- **Problem statement**
Please repeat, from the entries that follow, the lines from the one containing "106L410 82L406 84L403" through the one containing "positive clicks: (413, 102)" exactly, adding nothing.

Excerpts from a dataset
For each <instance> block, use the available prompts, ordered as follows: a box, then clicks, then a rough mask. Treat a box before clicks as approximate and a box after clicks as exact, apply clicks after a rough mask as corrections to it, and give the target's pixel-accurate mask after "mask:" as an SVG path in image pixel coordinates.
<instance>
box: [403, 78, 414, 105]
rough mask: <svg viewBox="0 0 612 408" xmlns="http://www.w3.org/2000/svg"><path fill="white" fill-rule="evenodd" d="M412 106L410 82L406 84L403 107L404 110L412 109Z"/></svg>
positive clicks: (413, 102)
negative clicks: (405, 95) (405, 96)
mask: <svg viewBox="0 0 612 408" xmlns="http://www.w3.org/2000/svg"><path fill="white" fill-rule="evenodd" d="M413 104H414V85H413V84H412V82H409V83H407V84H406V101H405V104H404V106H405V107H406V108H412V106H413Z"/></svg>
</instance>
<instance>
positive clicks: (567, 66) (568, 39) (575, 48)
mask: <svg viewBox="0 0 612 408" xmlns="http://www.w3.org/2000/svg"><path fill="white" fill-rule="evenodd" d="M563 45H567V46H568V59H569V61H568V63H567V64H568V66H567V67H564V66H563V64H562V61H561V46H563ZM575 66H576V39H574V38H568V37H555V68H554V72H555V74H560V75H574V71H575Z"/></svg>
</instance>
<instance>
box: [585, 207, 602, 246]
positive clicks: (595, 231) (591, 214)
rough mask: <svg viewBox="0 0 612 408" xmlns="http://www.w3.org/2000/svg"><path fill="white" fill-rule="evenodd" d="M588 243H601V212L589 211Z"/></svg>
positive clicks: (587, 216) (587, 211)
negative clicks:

- **Solution below**
rough mask: <svg viewBox="0 0 612 408" xmlns="http://www.w3.org/2000/svg"><path fill="white" fill-rule="evenodd" d="M412 106L410 82L406 84L403 107L404 110L412 109Z"/></svg>
positive clicks: (413, 102)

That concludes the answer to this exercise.